**** Material provided

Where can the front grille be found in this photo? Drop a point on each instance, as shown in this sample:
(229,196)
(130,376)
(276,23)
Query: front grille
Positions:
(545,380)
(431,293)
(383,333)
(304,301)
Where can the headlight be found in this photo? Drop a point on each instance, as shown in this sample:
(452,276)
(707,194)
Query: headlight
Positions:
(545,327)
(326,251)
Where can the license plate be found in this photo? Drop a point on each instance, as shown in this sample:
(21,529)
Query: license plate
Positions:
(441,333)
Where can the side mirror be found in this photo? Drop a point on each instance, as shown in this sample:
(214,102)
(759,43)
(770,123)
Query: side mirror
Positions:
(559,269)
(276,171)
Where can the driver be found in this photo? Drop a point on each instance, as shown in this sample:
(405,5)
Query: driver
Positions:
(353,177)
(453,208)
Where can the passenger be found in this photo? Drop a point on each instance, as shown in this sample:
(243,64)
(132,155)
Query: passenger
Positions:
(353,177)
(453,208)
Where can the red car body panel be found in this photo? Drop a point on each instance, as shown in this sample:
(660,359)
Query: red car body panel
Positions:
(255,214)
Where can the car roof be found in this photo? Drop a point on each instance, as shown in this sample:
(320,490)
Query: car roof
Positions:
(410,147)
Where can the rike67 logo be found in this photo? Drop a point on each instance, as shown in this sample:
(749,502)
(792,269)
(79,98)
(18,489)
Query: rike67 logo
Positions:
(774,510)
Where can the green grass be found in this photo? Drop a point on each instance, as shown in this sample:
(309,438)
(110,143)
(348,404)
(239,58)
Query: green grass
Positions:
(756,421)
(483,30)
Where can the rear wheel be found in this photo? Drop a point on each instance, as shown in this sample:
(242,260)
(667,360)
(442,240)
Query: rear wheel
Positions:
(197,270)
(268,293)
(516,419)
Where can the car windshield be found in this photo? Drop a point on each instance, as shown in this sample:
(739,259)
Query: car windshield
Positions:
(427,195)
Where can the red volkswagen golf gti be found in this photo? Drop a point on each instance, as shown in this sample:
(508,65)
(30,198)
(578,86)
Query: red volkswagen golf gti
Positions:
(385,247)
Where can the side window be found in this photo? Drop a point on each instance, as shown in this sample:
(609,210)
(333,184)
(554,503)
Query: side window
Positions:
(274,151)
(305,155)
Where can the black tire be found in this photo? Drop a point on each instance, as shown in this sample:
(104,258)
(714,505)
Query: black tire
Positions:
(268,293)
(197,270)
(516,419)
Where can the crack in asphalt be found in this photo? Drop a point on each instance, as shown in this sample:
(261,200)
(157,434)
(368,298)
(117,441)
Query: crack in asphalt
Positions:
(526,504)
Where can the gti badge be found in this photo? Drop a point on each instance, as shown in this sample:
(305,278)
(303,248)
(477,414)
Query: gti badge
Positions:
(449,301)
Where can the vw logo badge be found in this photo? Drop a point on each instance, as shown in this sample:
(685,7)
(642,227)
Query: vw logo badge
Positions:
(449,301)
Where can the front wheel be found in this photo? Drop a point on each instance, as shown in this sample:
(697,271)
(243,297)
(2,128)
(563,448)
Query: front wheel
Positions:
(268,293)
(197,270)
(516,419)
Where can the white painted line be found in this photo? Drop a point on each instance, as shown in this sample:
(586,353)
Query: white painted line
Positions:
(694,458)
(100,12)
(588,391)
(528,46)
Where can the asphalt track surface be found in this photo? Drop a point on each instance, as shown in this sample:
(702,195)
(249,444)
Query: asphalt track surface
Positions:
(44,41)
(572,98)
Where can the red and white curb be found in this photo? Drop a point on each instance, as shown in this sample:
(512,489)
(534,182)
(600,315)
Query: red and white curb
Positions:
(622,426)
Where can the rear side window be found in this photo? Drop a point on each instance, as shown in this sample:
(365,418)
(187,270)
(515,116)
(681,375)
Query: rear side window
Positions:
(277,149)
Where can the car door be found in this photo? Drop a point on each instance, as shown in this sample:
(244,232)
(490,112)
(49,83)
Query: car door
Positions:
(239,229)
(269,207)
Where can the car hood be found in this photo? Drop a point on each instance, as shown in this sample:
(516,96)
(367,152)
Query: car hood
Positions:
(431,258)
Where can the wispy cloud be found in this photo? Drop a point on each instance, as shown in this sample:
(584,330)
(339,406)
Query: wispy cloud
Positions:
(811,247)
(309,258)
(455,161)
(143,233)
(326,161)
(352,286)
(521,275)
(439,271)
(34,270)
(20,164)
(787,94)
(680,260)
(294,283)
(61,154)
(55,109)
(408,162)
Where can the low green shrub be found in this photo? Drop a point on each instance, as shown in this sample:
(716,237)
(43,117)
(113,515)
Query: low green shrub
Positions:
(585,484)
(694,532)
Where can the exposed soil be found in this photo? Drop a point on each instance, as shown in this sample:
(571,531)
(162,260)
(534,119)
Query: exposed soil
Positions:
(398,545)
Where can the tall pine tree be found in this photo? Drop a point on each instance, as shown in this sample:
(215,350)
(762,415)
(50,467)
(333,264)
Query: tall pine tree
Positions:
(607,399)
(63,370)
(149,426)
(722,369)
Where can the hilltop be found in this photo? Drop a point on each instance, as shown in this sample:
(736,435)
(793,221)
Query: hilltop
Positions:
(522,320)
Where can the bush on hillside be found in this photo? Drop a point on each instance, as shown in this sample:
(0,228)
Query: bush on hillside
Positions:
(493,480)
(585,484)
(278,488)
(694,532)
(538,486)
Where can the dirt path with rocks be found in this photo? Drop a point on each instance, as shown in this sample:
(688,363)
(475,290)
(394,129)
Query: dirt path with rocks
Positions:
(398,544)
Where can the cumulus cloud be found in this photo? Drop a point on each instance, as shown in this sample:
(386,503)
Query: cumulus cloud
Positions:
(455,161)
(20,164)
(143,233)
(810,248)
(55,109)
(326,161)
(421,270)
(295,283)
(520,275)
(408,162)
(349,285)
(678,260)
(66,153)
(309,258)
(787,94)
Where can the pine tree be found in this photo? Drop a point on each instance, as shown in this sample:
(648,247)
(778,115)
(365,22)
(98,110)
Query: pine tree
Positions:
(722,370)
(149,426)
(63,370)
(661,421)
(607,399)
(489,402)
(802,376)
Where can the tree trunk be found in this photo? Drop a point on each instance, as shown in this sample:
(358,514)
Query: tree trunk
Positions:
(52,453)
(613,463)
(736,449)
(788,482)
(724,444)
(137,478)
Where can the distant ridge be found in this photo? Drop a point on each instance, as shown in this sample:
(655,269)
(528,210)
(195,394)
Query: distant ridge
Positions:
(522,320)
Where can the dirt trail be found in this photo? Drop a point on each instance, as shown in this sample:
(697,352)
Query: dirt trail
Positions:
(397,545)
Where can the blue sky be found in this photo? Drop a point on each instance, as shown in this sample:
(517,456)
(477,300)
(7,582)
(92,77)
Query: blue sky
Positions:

********

Aim of the exercise: From the records above, copy each line that contains the word "driver".

Solution for this problem:
Where can the driver be found in this photo? Drop a point on each instance, as shown in this sample:
Query: driver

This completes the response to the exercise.